What is required – After locating the line with "Target: gray sky", reproduce that line and every one following it exactly, up to the end of the entries.
★ ★ ★
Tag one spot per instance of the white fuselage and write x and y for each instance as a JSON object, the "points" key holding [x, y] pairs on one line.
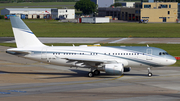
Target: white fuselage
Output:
{"points": [[129, 58]]}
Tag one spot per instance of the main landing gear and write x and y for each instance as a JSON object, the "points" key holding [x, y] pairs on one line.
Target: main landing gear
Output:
{"points": [[149, 72], [92, 74]]}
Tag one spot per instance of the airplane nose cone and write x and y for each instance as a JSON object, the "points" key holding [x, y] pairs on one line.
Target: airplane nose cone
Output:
{"points": [[171, 60]]}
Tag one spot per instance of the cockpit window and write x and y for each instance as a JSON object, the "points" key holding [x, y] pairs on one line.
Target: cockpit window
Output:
{"points": [[163, 53]]}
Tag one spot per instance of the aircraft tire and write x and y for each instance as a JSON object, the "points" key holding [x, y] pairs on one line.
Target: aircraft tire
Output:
{"points": [[149, 74], [90, 74], [96, 72]]}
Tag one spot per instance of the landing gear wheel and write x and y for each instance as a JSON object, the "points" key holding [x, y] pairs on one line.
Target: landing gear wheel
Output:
{"points": [[90, 74], [149, 74], [96, 72]]}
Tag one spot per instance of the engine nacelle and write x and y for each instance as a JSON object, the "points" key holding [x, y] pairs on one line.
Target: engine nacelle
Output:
{"points": [[114, 69], [127, 69]]}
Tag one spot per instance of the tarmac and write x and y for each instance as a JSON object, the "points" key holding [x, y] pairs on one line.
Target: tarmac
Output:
{"points": [[98, 40], [26, 80]]}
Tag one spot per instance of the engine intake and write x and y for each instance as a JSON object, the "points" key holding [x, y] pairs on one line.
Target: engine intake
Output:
{"points": [[113, 69]]}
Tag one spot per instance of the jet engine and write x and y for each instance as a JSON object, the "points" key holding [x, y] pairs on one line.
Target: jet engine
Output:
{"points": [[127, 69], [114, 69]]}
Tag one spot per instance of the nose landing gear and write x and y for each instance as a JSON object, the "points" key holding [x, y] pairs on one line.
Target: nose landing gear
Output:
{"points": [[149, 72], [92, 74]]}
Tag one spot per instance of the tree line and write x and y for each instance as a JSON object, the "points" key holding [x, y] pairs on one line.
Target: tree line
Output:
{"points": [[11, 1]]}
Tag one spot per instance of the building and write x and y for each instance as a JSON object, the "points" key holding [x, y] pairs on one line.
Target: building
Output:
{"points": [[127, 4], [160, 11], [31, 12], [34, 13], [66, 13], [151, 11], [103, 3]]}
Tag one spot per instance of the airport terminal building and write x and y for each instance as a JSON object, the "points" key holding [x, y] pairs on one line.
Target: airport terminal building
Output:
{"points": [[35, 13], [151, 11]]}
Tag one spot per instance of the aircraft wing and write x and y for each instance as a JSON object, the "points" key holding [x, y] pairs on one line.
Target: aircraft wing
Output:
{"points": [[17, 51], [85, 60]]}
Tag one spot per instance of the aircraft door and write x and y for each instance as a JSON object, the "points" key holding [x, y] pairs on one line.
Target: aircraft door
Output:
{"points": [[44, 54], [149, 54]]}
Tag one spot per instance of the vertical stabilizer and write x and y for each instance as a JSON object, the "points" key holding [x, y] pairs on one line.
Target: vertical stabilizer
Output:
{"points": [[24, 37]]}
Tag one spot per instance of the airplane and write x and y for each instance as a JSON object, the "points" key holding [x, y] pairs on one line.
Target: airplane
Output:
{"points": [[111, 60]]}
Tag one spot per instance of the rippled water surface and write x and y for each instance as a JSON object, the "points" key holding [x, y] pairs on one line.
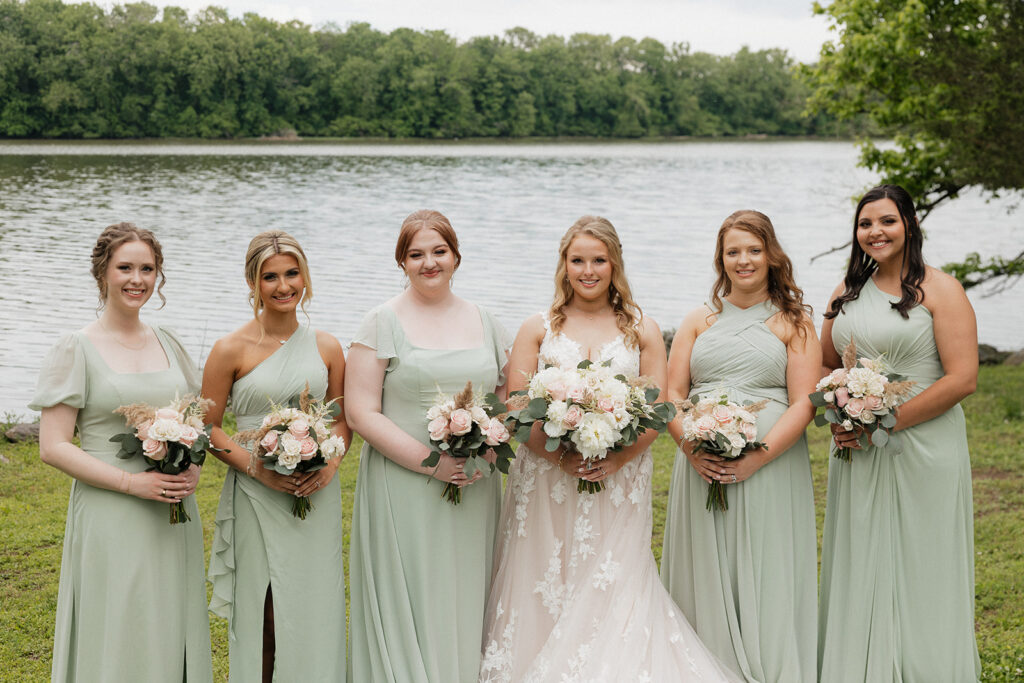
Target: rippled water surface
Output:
{"points": [[509, 204]]}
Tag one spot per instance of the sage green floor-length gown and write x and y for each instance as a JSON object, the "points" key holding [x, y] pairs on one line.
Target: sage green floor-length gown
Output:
{"points": [[131, 603], [419, 565], [897, 558], [745, 577], [259, 543]]}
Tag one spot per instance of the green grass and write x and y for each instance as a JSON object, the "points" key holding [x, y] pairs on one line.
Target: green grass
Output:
{"points": [[34, 500]]}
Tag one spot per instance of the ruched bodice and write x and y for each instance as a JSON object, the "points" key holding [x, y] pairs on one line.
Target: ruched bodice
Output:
{"points": [[739, 352], [897, 555], [744, 577], [907, 345], [259, 544], [280, 377]]}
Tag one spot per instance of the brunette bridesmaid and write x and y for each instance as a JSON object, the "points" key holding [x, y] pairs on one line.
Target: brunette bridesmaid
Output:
{"points": [[279, 580], [131, 600], [897, 559]]}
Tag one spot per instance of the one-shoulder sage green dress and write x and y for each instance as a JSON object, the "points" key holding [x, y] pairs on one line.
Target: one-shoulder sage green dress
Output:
{"points": [[745, 577], [897, 558], [259, 543], [131, 603], [420, 566]]}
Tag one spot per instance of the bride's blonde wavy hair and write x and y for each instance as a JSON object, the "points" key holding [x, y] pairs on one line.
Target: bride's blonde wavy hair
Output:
{"points": [[627, 311]]}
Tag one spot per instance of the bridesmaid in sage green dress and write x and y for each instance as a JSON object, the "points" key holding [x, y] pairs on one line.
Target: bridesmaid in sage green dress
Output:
{"points": [[279, 580], [897, 559], [131, 599], [419, 565], [745, 577]]}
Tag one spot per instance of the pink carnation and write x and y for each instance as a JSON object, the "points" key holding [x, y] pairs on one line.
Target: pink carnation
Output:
{"points": [[307, 449], [438, 428], [154, 450], [269, 441]]}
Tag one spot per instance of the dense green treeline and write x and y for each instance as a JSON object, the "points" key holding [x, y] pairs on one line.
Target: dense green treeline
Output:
{"points": [[135, 71]]}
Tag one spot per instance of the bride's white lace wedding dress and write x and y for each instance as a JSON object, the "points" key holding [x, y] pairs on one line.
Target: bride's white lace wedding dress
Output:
{"points": [[576, 595]]}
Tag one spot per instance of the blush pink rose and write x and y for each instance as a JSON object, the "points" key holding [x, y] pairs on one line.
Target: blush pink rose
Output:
{"points": [[438, 428], [142, 432], [167, 414], [572, 418], [154, 450], [557, 389], [496, 433], [299, 428], [855, 407], [723, 414], [188, 435], [307, 449], [707, 426], [269, 441], [461, 421]]}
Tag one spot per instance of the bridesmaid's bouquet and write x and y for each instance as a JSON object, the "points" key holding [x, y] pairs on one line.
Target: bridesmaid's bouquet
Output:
{"points": [[590, 410], [296, 437], [168, 438], [723, 428], [466, 426], [861, 393]]}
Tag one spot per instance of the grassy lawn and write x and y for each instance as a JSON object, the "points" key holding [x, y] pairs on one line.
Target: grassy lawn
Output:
{"points": [[34, 500]]}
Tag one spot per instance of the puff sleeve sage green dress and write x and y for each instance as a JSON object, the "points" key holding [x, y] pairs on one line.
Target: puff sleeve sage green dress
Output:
{"points": [[420, 566], [745, 577], [897, 558], [131, 603], [258, 543]]}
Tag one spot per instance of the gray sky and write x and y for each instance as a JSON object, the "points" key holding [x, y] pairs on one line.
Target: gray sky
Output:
{"points": [[721, 27]]}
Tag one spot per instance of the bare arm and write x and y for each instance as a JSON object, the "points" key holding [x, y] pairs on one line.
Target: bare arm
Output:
{"points": [[956, 339], [364, 391], [56, 429]]}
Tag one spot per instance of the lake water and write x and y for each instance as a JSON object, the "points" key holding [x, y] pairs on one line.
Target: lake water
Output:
{"points": [[509, 203]]}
★ ★ ★
Result for this exercise –
Target: gray sky
Output:
{"points": [[721, 27]]}
Tag one spot per instance of the bare arm and write x and y for each instance as a JSON object, the "points" key holding [x, y] pairs on one line.
Target: bare arm
Output:
{"points": [[956, 339], [364, 391], [56, 429]]}
Tag one spot per instance of the lake water and write x and y for each instance as a JSON object, the "points" key holding [x, y] pairs on one line.
Target: lake water
Output:
{"points": [[509, 203]]}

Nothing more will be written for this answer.